> WHAT YOU SHOULD DO
Arrange the stretch of the data below, from the line containing "inlay with a point." through the end of the data, as a Markdown table with the columns Row and Line. Number each row, and leave out blank lines.

> EXTRACTED MATERIAL

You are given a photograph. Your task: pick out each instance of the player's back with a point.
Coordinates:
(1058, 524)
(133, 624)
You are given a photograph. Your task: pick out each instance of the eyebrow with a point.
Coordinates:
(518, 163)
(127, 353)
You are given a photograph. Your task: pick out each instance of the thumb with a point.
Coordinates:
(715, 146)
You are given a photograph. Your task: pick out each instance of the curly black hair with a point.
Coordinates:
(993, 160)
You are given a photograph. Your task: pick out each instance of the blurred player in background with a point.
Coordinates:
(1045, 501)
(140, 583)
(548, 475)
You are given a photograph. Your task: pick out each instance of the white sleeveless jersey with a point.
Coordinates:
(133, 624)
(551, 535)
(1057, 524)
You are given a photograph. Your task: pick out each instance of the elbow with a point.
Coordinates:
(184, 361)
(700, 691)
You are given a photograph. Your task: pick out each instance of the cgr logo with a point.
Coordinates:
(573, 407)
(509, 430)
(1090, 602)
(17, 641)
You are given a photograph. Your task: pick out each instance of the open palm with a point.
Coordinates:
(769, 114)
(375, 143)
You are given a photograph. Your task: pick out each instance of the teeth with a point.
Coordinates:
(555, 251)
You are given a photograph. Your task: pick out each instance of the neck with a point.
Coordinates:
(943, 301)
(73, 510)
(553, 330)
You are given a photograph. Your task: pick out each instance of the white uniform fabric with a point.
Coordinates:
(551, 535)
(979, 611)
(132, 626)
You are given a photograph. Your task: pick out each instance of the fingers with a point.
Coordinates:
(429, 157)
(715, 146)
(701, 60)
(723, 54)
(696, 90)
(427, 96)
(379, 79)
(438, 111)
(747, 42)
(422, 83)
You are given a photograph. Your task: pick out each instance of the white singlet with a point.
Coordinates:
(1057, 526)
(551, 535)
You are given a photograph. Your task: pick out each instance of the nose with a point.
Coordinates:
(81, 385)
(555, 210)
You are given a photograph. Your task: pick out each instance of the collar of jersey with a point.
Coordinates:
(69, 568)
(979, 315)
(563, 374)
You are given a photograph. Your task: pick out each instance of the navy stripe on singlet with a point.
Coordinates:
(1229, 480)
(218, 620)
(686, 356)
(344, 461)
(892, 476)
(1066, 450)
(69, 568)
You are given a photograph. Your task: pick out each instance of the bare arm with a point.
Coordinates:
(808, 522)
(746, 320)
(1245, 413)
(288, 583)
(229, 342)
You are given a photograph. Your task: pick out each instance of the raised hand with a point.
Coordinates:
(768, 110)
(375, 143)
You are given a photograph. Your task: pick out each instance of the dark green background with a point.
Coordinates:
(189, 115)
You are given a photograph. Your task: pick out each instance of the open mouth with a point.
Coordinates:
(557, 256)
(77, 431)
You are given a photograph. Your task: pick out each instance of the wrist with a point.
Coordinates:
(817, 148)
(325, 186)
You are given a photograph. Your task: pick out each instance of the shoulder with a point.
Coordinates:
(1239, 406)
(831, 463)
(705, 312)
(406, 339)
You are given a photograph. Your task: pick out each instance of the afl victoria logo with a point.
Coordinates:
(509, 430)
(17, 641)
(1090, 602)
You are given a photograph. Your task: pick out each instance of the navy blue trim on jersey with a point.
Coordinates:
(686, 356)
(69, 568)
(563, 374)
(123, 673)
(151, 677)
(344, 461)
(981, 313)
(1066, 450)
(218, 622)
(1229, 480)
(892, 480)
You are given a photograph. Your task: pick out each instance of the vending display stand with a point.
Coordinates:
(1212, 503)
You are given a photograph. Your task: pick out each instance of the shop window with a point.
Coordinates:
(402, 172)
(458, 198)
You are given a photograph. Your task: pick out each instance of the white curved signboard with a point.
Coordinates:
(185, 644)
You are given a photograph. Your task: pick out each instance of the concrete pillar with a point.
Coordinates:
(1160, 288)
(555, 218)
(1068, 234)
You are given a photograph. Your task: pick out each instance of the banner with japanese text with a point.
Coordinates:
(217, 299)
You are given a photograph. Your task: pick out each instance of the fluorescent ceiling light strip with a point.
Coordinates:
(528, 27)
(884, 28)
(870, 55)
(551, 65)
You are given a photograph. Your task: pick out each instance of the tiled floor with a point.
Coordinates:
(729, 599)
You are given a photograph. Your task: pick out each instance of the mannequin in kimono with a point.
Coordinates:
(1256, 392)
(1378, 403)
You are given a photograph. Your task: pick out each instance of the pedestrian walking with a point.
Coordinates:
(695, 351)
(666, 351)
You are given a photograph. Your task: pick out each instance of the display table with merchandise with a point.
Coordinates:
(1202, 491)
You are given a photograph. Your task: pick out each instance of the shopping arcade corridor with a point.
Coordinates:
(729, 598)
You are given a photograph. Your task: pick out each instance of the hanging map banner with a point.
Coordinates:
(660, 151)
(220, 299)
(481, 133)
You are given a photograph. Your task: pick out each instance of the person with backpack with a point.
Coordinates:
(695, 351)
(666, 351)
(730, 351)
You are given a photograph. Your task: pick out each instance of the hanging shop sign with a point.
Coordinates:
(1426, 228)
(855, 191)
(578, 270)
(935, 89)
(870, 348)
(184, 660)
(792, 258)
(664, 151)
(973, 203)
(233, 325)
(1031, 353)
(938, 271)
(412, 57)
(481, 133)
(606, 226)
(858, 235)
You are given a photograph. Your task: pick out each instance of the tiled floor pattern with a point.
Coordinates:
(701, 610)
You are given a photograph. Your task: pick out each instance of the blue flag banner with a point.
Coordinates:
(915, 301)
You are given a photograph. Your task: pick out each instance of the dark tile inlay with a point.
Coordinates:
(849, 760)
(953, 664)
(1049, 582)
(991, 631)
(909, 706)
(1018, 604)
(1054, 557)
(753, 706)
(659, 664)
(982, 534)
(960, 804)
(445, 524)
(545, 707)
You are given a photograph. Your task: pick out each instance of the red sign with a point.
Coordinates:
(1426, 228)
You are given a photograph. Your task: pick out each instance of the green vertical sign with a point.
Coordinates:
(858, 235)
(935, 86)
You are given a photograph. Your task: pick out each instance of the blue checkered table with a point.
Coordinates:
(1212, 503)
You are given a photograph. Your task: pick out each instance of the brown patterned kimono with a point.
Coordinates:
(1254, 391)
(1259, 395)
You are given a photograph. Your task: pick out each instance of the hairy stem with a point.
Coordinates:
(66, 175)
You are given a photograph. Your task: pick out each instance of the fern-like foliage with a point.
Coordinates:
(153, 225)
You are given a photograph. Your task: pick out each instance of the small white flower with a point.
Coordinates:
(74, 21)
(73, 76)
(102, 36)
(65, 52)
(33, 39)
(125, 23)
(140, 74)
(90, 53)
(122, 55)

> WRITTEN REPLY
| Row | Line |
|---|---|
| 1 | You are given a photograph. Your task: pick out each instance of the dark tile inlay with a point. |
| 2 | Coordinates: |
| 3 | (849, 760) |
| 4 | (953, 664) |
| 5 | (1049, 582) |
| 6 | (991, 631) |
| 7 | (909, 706) |
| 8 | (1018, 604) |
| 9 | (1054, 557) |
| 10 | (753, 706) |
| 11 | (659, 664) |
| 12 | (982, 534) |
| 13 | (960, 804) |
| 14 | (445, 524) |
| 15 | (545, 707) |
| 16 | You are given a photograph. Your task: pick out each instance of the red sign with a point. |
| 17 | Coordinates: |
| 18 | (1426, 228) |
| 19 | You are given a photograph. Your task: pick out each instance of the green vertical sign with a point. |
| 20 | Coordinates: |
| 21 | (858, 235) |
| 22 | (935, 86) |
| 23 | You are given a photograph. Your task: pick out each instance of the blue checkered table with a point. |
| 24 | Coordinates: |
| 25 | (1212, 503) |
| 26 | You are given a photograph. Your task: pick out each instance of the brown patterned kimono with a point. |
| 27 | Coordinates: |
| 28 | (1254, 391) |
| 29 | (1259, 395) |
| 30 | You are given a photograph. Your task: pick out each instance of the hairy stem with a point. |
| 31 | Coordinates: |
| 32 | (66, 175) |
| 33 | You are given a photograph. Your task: pick out each instance of the fern-like foliage with a point. |
| 34 | Coordinates: |
| 35 | (153, 225) |
| 36 | You are given a photograph. Your task: pick out each instance of the small white flower with a point. |
| 37 | Coordinates: |
| 38 | (74, 21) |
| 39 | (73, 76) |
| 40 | (102, 36) |
| 41 | (65, 52) |
| 42 | (33, 39) |
| 43 | (125, 23) |
| 44 | (140, 74) |
| 45 | (90, 53) |
| 46 | (122, 55) |